** START Source excerpt **
30.An opportunity cost:
A. Is an unavoidable cost because it remains the same regardless of the alternative chosen.
B. Requires a current outlay of cash.
C. Results from past managerial decisions.
D. Is the potential benefit lost by choosing a specific alternative course of action among two or more.
E. Is irrelevant in decision making because it occurred in the past.
31.The potential benefits lost by taking a specific action when two or more alternative choices are available is known as a(n):
A. Alternative cost.
B. Sunk cost.
C. Out-of-pocket cost.
D. Differential cost.
E. Opportunity cost.
32.A cost that requires a future outlay of cash, and is relevant for current and future decision making, is a(n):
A. Out-of-pocket cost.
B. Sunk cost.
C. Opportunity cost.
D. Operating cost.
E. Uncontrollable cost.
33.A cost that cannot be avoided or changed because it arises from a past decision, and is irrelevant to future decisions, is called a(n):
A. Uncontrollable cost.
B. Incremental cost.
C. Opportunity cost.
D. Out-of-pocket cost.
E. Sunk cost.
34.A company paid $200,000 ten years ago for a specialized machine that has no salvage value and is being depreciated at the rate of $10,000 per year. The company is considering using the machine in a new project that will have incremental revenues of $28,000 per year and annual cash expenses of $20,000. In analyzing the new project, the $200,000 original cost of the machine is an example of a(n):
A. Incremental cost.
B. Opportunity cost.
C. Variable cost.
D. Sunk cost.
E. Out-of-pocket cost.
** END Source excerpt **
** START Data extract **
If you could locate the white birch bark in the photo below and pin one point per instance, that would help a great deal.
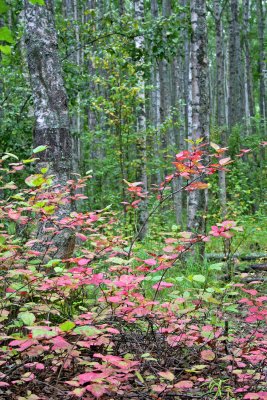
(198, 121)
(50, 107)
(142, 224)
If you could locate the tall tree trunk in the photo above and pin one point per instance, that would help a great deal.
(50, 104)
(262, 64)
(220, 97)
(155, 101)
(142, 224)
(250, 107)
(236, 71)
(199, 103)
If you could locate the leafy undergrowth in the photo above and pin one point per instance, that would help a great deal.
** END Data extract **
→ **Prompt A**
What annual depreciation does the cost accounting quiz give for the specialized machine?
→ **Prompt B**
Carry on the cost accounting quiz from its last answer choice.

→ **Response A**
$10,000 per year.

→ **Response B**
35.An additional cost incurred only if a company pursues a particular course of action is a(n):
A. Period cost.
B. Pocket cost.
C. Discount cost.
D. Incremental cost.
E. Sunk cost.
36.A company is considering a new project that will cost $19,000. This project would result in additional annual revenues of $6,000 for the next 5 years. The $19,000 cost is an example of a(n):
A. Sunk cost.
B. Fixed cost.
C. Incremental cost.
D. Uncontrollable cost.
E. Opportunity cost.
37.Gordon Corporation inadvertently produced 10,000 defective digital watches. The watches cost $8 each to produce. A salvage company will purchase the defective units as they are for $3 each. Gordon's production manager reports that the defects can be corrected for $5 per unit, enabling them to be sold at their regular market price of $12.50. Gordon should:
A. Sell the watches for $3 per unit.
B. Correct the defects and sell the watches at the regular price.
C. Sell the watches as they are because repairing them will cause their total cost to exceed their selling price.
D. Sell 5,000 watches to the salvage company and repair the remainder.
E. Throw the watches away.
38.Chang Industries has 2,000 defective units of product that have already cost $14 each to produce. A salvage company will purchase the defective units as they are for $5 each. Chang's production manager reports that the defects can be corrected for $6 per unit, enabling them to be sold at their regular market price of $21. Chang should:
A. Throw the units away.
B. Sell the units to the salvage company for $5 per unit.
C. Sell the units as they are because repairing them will cause their total cost to exceed their selling price.
D. Sell 1,000 units to the salvage company and repair the remainder.
E. Correct the defects and sell the units at the regular price.
39.Chang Industries has 2,000 defective units of product that have already cost $14 each to produce. A salvage company will purchase the defective units as they are for $5 each. Chang's production manager reports that the defects can be corrected for $6 per unit, enabling them to be sold at their regular market price of $21. The incremental income or loss on reworking the units is:
A. $20,000 loss.
B. $20,000 income.
C. $12,000 loss.
D. $32,000 income.
E. $30,000 income.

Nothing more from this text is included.